→ RAW DATA:
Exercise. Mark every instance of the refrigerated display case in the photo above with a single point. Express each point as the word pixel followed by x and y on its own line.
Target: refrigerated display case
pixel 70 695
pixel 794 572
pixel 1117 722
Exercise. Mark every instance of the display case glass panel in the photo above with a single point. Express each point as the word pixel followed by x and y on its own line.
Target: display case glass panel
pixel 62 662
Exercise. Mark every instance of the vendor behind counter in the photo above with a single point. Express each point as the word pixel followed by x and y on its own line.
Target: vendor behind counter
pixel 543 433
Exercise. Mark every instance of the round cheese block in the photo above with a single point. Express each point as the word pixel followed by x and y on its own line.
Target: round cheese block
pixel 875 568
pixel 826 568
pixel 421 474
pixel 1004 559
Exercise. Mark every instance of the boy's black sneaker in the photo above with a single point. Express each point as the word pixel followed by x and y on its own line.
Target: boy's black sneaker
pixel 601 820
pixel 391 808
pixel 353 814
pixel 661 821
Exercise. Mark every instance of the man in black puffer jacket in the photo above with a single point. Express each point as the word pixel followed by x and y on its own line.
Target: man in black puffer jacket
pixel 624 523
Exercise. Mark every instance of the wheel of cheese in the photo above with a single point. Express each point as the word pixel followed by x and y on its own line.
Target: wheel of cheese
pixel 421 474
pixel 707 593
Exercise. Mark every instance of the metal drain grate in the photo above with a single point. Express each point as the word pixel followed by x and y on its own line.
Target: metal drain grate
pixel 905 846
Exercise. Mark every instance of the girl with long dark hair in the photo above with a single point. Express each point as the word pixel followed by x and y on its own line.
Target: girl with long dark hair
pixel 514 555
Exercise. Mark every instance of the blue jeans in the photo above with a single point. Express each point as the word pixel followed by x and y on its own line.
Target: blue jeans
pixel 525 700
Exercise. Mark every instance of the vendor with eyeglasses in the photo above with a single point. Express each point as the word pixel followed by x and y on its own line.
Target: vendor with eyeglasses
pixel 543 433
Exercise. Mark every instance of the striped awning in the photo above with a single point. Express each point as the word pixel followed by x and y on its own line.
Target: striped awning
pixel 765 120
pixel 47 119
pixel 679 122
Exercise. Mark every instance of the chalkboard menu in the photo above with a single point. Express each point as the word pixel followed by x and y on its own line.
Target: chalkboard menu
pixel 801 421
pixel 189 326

→ PROBLEM STATEMENT:
Set down an exact copy of the entries above.

→ EXERCISE SOLUTION:
Exercise. Mark every instance of the refrigerated display case in the photo above with a single point. Express each point as the word pixel followed by x and y on its own line.
Target: refrigerated display case
pixel 70 695
pixel 794 572
pixel 1117 722
Exercise. Mark every instance of the display case glass panel in the photo above with a single point. Express each point as the word pixel followed by x and y on its own line.
Target: display case glass panel
pixel 62 662
Exercise. Mark every instance of the vendor behind counter in the photo above with a single point. Express each point as the word pixel followed by x and y on its own line.
Target: vendor behind counter
pixel 543 433
Exercise. Mark every instance of the round cheese block in the photo above with a single point. Express each point as the word pixel followed by x and y on its own line.
Target: round cheese block
pixel 875 568
pixel 826 568
pixel 421 474
pixel 1004 559
Exercise. Mark every instance of the boy's black sneaker in the photo above with a single point. Express each point as the word pixel followed by x and y on its own line.
Target: boy's black sneaker
pixel 601 820
pixel 391 808
pixel 353 814
pixel 661 821
Exercise. Mark every instance of the man in black puffer jacket in the photo above with a single point. Express each point as the word pixel followed by x and y on its own line.
Target: man in black puffer jacket
pixel 624 523
Exercise. Mark every instance of the wheel of cheese in the photo above with a single point. Express each point as the word pixel followed by x and y on its own line.
Target: wheel of cheese
pixel 421 474
pixel 707 593
Exercise. Mark every instance of the metal drain grate in the photo above with a single point. Express each point as the word pixel followed by x and y on its own line.
Target: metal drain grate
pixel 905 846
Exercise. Mark every instance of the girl with long dark hair in the photo above with a single point. Express each point as the word pixel followed by x and y on its own line.
Target: girl with long dark hair
pixel 514 555
Exercise. Mark every instance of the blue jeans in the photo above with a single point. Express each point as the word pixel followed by x and y on its own line.
Target: blue jeans
pixel 525 700
Exercise. Mark every instance of the vendor with eyeglasses in the photo above with a single point. Express each point as the word pixel followed by x and y on its own line.
Target: vendor with eyeglasses
pixel 543 433
Exercise. Mark every instance of the striped awning in the photo above with a single point. Express each point as the word pixel followed by x and y on its own line.
Target: striped awning
pixel 765 120
pixel 47 119
pixel 679 122
Exercise. Mark every instance of the chalkboard menu in the photo above with a single point. Express each point as the word pixel followed by x and y on its own line.
Target: chalkboard menu
pixel 801 421
pixel 189 326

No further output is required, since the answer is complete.